__EXERCISE AIM__
Print the data below exactly, but only the lines from the one containing "Indicate a point per instance of the rose" down to the one containing "Indicate a point per instance of the white cloud", inclusive.

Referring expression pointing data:
+ + + + +

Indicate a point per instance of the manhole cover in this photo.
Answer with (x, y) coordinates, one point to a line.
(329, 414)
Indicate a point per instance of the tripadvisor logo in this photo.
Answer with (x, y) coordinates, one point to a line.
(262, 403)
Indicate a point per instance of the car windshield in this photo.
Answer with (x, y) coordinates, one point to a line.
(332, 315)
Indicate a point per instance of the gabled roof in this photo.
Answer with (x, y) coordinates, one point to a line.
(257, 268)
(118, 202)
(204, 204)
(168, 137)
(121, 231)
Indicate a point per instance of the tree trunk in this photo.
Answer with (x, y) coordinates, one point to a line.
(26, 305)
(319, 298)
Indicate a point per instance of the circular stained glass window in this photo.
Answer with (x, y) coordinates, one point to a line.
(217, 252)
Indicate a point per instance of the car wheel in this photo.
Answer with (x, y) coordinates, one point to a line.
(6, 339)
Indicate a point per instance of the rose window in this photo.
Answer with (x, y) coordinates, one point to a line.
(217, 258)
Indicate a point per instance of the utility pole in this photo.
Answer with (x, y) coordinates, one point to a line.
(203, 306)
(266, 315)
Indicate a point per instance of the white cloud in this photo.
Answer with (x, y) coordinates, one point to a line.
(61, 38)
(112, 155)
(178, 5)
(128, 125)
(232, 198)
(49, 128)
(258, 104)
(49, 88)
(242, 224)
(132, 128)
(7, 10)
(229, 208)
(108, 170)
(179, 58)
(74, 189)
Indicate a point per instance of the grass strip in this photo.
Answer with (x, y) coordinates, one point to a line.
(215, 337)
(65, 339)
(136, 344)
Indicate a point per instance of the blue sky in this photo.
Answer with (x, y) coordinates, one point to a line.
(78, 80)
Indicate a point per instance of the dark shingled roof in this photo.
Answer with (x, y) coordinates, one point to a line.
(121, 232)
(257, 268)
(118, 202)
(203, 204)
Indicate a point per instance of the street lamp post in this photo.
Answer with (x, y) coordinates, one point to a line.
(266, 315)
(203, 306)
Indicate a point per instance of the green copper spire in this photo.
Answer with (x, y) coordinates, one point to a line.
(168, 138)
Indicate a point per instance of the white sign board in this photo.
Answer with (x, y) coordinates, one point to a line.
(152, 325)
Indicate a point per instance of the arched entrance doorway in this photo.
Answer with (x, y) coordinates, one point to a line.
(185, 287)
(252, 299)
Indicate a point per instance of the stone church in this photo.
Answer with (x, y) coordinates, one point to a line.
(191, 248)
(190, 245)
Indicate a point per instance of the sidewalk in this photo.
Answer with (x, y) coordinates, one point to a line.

+ + + + +

__ANSWER TO THIS TASK__
Indicate a point per instance of the rose window in this photo.
Answer with (x, y) coordinates, one point to a line.
(217, 258)
Indicate a point per instance of the utility pole in this photo.
Answer with (x, y) coordinates, one point to a line.
(203, 306)
(266, 315)
Indicate a point per instance of the white cloud in this photo.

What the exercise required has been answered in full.